First winner of Obel Award announced
Junya Ishigami has become the first winner of a brand new €100,000 architecture prize.
The Japanese architect was announced as the inaugural winner of the confusingly named Obel Prize funded by an endowment left by Danish businessman Henrik Frode Obel at a ceremony at the Utzon Center in Aalborg, Denmark, today.
Ishigami was the designer of this year’s Serpentine Pavilion, a commission that sparked controversy when he was accused of benefiting from unpaid interns working long hours. He later claimed everyone was paid apart from “volunteers” on work experience.
The Obel jury, chaired by landscape architect Martha Schwartz, picked Ishigami for his Art Biotop Water Garden in Tochigi, Japan, where he created a woodland landscape dotted with ponds. Ishigami transplanted hundreds of trees to a rice field after they were set to be chopped down to make way for a hotel.
Schwartz said: “Ishigami’s architecture is the architecture of space, not of object, which is a departure from conventional architecture. He discards the idea of architecture as a built, utilitarian structure by reversing the business-as-usual process, which is: building first, landscape second – if at all. Instead, with the project Water Garden, Ishigami leaves us wondering: is this architecture, landscape architecture, or art?”
The Obel Award is a new, international prize for architectural achievement presented annually by the Henrik Frode Obel Foundation, which was founded by Obel before his death in 2014. The prize is €100,000 and a work by artist Tomás Saraceno.
>> Also read: Junya Ishigami’s Serpentine Pavilion completes amid controversy
Each year a theme will be set – this year’s was “welfare through architecture” – by the jury which includes Snöhetta co-founder Kjetil Trædal Thorsen, Henning Larsen partner Louis Becker and German professor Wilhelm Vossenkuhl.
Potential laureates are proposed by a panel of independent architectural specialists based around the world.
The Henrik Frode Obel Foundation, based in Copenhagen, said it had three main goals: to present the Obel Award “to honour and recognise exceptional architectural contributions to human development”; to award funds and travel grants to architecture students “to promote architectural excellence and a global perspective within academia”; and to hold an annual symposium “to promote the circulation of new ideas across disciplines and continents”.
Jury statement
Title: Art Biotop Water Garden
Office: Junya Ishigami & Associates
Place: Japan, Tochigi
Year: 2013-2018
With its deliberate composition of natural elements, the man-made landscape Art Biotop Water Garden resets the boundaries between architecture, landscape architecture, art, and environmentalism.

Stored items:
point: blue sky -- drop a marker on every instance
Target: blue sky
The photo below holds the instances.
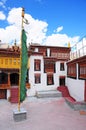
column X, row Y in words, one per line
column 52, row 22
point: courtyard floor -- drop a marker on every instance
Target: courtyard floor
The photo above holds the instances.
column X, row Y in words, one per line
column 42, row 114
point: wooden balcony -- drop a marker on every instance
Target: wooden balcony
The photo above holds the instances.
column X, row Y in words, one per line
column 4, row 86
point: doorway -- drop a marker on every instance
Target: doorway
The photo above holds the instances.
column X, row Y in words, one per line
column 62, row 81
column 14, row 79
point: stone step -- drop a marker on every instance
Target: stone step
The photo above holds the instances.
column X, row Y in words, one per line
column 48, row 93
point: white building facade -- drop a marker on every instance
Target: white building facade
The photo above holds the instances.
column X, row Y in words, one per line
column 48, row 67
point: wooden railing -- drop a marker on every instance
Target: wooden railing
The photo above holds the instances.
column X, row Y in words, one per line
column 4, row 86
column 79, row 49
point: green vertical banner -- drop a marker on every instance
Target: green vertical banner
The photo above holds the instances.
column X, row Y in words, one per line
column 24, row 61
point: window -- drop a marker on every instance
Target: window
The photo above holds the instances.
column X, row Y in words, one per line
column 82, row 70
column 49, row 67
column 62, row 66
column 71, row 70
column 50, row 80
column 37, row 64
column 37, row 78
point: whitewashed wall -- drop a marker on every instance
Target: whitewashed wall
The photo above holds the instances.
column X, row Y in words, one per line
column 76, row 88
column 43, row 85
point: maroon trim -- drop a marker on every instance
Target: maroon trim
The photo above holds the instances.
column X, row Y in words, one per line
column 85, row 90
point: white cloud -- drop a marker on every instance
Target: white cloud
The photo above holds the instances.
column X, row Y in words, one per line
column 2, row 16
column 2, row 3
column 37, row 31
column 59, row 29
column 60, row 40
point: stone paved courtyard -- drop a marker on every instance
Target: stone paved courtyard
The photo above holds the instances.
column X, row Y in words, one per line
column 42, row 114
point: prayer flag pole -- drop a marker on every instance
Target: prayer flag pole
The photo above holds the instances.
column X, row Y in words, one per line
column 20, row 59
column 20, row 114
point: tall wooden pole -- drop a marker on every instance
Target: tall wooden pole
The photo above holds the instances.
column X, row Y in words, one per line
column 20, row 60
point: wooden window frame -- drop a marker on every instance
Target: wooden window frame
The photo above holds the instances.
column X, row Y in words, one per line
column 82, row 71
column 50, row 79
column 37, row 78
column 62, row 67
column 37, row 65
column 72, row 70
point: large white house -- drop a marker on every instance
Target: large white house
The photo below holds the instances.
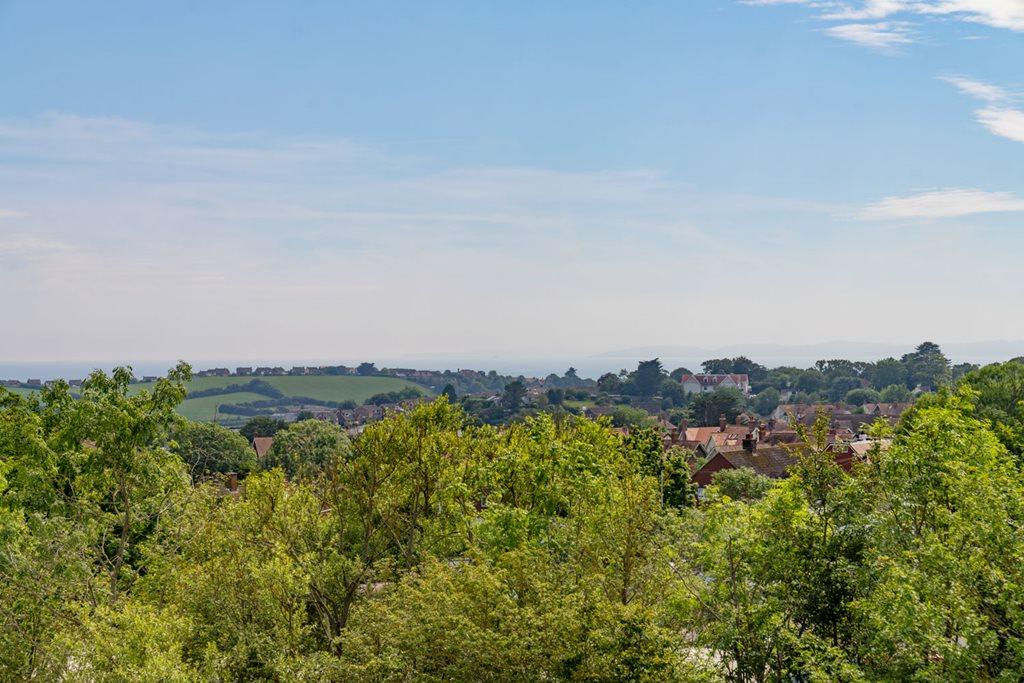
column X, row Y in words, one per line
column 706, row 383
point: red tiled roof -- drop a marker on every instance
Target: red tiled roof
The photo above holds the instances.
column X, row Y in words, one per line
column 262, row 444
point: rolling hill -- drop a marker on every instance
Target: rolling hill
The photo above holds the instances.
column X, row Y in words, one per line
column 320, row 387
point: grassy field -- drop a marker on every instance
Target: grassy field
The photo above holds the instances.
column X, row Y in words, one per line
column 336, row 388
column 205, row 409
column 322, row 387
column 22, row 391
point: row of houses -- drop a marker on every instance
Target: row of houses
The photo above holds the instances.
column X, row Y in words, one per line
column 771, row 447
column 708, row 382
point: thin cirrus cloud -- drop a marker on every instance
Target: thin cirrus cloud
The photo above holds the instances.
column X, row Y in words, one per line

## PROMPT
According to the Obel Award article, what does the prize consist of?

## THE SOLUTION
€100,000 and a work by artist Tomás Saraceno.